**EXERCISE**
Decide whether each statement below agrees with the article on Airbus's hydrogen aircraft concepts. Answer yes or no and quote the article's exact words that settle it.
1. The first concept would keep its liquid hydrogen in the rear part of the fuselage.
2. The concept with propellers would seat about 200 passengers.
3. Liquefied hydrogen takes up less room than kerosene.

**PAGE EXTRACT**

◆ ◆ ◆ ◆

Airbus has set the ambitious goal of being the first manufacturer to produce carbon-neutral jets by 2035. On Monday, the European aircraft manufacturer unveiled three hydrogen-powered aircraft concepts, as part of a several tens of billions of euros program code-named “ZEROe”. The first prototype could be flying by 2035.
What seemed impossible a few years ago is no longer a futuristic scenario. The first commercial flight of a hydrogen-powered jet could take off in 15 years. On Monday, September 21, Guillaume Faury, the CEO of aerospace company Airbus, unveiled its “zero-emission aircraft in 2035” project called “ZEROe”.
“The concepts offer the world a glimpse of our ambition to drive a bold vision for the future of zero-emission flight. I strongly believe that the use of hydrogen — both in synthetic fuels and as a primary power source for commercial aircraft — has the potential to significantly reduce aviation’s climate impact. This is a historic moment for the commercial aviation sector as a whole and we intend to play a leading role in the most important transition this industry has ever seen.”
This investment of several tens of billions of euros, if completed, will give the group a significant lead over its American and historical rival, Boeing.
Three New Models
Mr. Faury presented three aircraft concepts.
The first one is a conventional medium-haul twin-turbojet aircraft that could carry 120 to 200 passengers (like the A220 and A320). It could fly more than 3,500 kilometers, thanks to a gas turbine-powered by liquid hydrogen, instead of kerosene, stored in the rear part of the fuselage. In addition, the jet would be equipped with a fuel cell, also powered by hydrogen, to “bring extra power to the engines when needed,” explained Jean-Brice Dumont, Airbus’s Executive Vice President of Engineering.
Two other possible models are in the pipeline: a 100 seats jet with propellers for flights not exceeding 1,800 km; and a flying wing with about 200 seats with a much wider fuselage, favoring hydrogen storage and distribution, but also space for the passenger cabin. These aircraft were christened with the same name: “ZEROe”. “We can’t say which of the three will be the winner,” Dumont warns.
The coronavirus crisis, as well as the “flygskam movement” (“the shame of flying”) due to CO2 emissions (2 to 3% of global emissions come from air transportation), have put a strain on the aeronautics sector which is working twice as hard to move towards a carbon-neutral air transport.
But the road to 2035 is long and the technological, industrial and financial challenges of such a program are enormous. Storage is one of the biggest problems. In an interview with French newspaper Le Parisien, Mr. Faury pointed out that hydrogen, when liquefied at -253°C and highly compressed in a cryogenic tank, occupies a volume four times bigger than that of kerosene.
But the tight schedule chosen by the group, which is not the usual aeronautical time scale, is a challenge. Indeed, the project involves a technological breakthrough but Airbus has five years to choose the best technology and two years to find suppliers and build the factories. So the program won’t be able to start before 2028.
Mr. Faury also recalled that airports will have to get prepared to handle hydrogen and build new transport and refueling infrastructure to meet the needs of day-to-day operations.
Finally, hydrogen will need to be produced in large quantities from renewable energies (hydraulic, wind, solar, etc.) and at a competitive cost.
All this is imperative if the sector wants the aircraft of tomorrow to be a profitable business model.

◆ ◆ ◆ ◆

**SOURCE MATERIAL**
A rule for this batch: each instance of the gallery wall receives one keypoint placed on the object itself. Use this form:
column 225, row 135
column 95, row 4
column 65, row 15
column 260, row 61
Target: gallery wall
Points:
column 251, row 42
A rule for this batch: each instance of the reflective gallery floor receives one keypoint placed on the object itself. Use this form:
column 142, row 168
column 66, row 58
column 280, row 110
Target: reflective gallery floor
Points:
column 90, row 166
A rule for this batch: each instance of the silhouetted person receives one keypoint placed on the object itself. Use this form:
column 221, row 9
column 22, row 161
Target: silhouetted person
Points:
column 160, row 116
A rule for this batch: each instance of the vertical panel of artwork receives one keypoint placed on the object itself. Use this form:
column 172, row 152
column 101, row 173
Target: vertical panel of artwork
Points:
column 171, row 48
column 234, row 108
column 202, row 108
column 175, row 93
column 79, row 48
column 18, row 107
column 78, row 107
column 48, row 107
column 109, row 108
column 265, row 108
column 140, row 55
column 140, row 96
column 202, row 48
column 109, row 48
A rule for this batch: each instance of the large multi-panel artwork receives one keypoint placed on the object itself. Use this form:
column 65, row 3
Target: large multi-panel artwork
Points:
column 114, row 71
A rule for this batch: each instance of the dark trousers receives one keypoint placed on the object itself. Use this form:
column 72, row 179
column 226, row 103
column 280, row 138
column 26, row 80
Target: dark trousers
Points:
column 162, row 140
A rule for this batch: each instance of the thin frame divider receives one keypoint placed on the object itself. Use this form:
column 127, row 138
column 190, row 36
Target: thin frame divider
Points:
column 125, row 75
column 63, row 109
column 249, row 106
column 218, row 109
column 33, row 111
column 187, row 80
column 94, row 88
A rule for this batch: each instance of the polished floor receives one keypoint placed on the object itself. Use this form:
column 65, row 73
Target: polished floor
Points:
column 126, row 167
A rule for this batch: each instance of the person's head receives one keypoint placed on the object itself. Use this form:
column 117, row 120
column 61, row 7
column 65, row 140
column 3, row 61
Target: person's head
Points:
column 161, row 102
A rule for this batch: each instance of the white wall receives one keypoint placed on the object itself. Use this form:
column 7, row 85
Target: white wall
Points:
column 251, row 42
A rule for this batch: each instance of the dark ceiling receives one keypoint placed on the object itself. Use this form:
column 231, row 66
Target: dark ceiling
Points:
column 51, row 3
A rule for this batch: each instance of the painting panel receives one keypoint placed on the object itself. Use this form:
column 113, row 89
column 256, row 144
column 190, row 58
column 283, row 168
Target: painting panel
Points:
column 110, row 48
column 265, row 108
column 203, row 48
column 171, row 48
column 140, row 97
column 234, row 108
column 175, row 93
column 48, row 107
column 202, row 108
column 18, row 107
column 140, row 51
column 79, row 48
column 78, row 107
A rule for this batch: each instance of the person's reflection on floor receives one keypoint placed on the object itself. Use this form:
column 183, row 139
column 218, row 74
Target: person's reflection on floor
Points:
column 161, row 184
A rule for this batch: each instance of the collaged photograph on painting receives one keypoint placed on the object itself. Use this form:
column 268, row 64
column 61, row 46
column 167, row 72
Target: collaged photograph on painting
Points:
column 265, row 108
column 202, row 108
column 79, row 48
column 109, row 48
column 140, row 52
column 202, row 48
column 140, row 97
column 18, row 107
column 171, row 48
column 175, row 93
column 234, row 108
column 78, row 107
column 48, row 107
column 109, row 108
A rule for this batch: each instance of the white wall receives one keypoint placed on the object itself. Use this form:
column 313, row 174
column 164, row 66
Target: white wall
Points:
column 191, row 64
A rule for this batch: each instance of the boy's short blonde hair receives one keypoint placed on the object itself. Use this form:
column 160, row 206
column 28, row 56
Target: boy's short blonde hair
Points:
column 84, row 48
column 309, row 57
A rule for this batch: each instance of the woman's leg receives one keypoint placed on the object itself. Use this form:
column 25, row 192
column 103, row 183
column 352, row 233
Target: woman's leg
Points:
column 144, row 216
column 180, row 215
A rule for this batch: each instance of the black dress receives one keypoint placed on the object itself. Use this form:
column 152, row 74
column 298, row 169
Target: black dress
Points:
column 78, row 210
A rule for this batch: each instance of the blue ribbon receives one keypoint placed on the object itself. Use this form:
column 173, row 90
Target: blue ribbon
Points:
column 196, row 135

◆ ◆ ◆ ◆

**EXERCISE OUTPUT**
1. Yes: "stored in the rear part of the fuselage"
2. No: "a 100 seats jet with propellers for flights not exceeding 1,800 km"
3. No: "occupies a volume four times bigger than that of kerosene"